Begin RECORDS TO PROCESS

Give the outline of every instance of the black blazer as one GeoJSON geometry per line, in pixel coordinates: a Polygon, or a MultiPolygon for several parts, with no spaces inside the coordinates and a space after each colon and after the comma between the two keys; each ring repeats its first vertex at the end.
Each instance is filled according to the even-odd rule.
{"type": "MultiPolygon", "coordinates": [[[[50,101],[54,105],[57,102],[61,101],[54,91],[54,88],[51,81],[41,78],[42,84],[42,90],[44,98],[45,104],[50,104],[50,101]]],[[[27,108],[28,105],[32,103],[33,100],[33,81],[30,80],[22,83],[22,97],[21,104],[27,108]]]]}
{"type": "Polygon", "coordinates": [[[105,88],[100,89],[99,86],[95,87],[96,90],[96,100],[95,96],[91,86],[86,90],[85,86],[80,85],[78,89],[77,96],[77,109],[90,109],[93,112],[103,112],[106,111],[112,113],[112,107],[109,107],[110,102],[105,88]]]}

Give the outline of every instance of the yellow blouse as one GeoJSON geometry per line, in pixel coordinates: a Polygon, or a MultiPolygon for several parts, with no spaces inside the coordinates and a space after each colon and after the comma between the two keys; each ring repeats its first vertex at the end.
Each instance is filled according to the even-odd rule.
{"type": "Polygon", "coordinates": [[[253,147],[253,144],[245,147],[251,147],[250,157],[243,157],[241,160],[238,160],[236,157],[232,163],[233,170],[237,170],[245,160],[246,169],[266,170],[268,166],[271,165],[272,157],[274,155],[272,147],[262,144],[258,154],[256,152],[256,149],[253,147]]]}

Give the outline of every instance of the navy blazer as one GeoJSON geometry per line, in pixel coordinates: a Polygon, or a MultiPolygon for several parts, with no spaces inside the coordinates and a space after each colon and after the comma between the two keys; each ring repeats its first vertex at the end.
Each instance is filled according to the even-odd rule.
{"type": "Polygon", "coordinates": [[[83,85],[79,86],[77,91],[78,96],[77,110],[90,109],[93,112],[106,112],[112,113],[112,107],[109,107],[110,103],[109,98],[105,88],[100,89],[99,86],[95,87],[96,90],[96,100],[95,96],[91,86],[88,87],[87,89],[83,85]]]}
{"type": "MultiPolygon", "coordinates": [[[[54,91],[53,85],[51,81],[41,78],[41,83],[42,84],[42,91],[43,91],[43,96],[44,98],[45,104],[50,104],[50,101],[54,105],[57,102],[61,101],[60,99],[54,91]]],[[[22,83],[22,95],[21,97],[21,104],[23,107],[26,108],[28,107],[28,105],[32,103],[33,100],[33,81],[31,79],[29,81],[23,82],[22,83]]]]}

End RECORDS TO PROCESS

### WHAT THE EXERCISE ASKS
Output all of the lines above, repeating each one exactly.

### WRITTEN REPLY
Give the outline of every instance of the black blazer as one GeoJSON geometry per line, in pixel coordinates: a Polygon, or a MultiPolygon for several parts, with no spaces inside the coordinates and a space after each colon and after the comma between the two keys; each ring repeats its first vertex at the end.
Each instance is filled according to the even-odd rule.
{"type": "MultiPolygon", "coordinates": [[[[50,101],[54,105],[57,102],[61,101],[54,91],[54,88],[51,81],[41,78],[42,84],[42,90],[44,98],[45,104],[50,104],[50,101]]],[[[27,108],[28,105],[32,103],[33,100],[33,81],[30,80],[22,83],[22,97],[21,104],[27,108]]]]}
{"type": "Polygon", "coordinates": [[[105,88],[100,89],[99,86],[95,87],[96,90],[96,100],[95,96],[91,86],[86,90],[85,86],[80,85],[78,89],[77,96],[77,109],[90,109],[93,112],[103,112],[106,111],[112,113],[112,107],[109,107],[110,102],[105,88]]]}

Give the outline of every instance of the yellow blouse as one GeoJSON geometry per line, in pixel coordinates: a Polygon, or a MultiPolygon for several parts, with no spaces inside the coordinates and a space after each colon and after the comma between the two keys; each ring repeats its first vertex at the end.
Each instance is filled according to the even-odd rule.
{"type": "Polygon", "coordinates": [[[253,147],[253,144],[245,147],[251,147],[250,157],[243,157],[241,160],[238,160],[236,157],[232,163],[233,170],[237,170],[245,160],[246,169],[266,170],[268,166],[271,165],[272,157],[274,155],[272,147],[262,144],[258,154],[256,152],[256,149],[253,147]]]}

Give the outline of every instance of the navy blazer as one GeoJSON geometry per line, in pixel coordinates: a Polygon, or a MultiPolygon for several parts, with no spaces inside the coordinates and a space after each colon and after the comma between the two keys; each ring repeats its first vertex at the end.
Each instance is filled according to the even-odd rule.
{"type": "Polygon", "coordinates": [[[83,85],[79,86],[77,91],[78,96],[77,110],[90,109],[93,112],[106,112],[112,113],[112,107],[109,107],[110,103],[109,98],[105,88],[100,89],[99,86],[95,87],[96,90],[96,100],[95,96],[91,86],[88,87],[87,89],[83,85]]]}
{"type": "MultiPolygon", "coordinates": [[[[54,91],[53,85],[51,81],[41,78],[41,83],[42,84],[42,91],[43,91],[43,96],[44,98],[45,104],[50,104],[50,101],[54,105],[57,102],[61,101],[60,99],[54,91]]],[[[22,83],[22,95],[21,97],[21,104],[23,107],[26,108],[28,107],[28,105],[32,103],[33,100],[33,81],[31,79],[29,81],[23,82],[22,83]]]]}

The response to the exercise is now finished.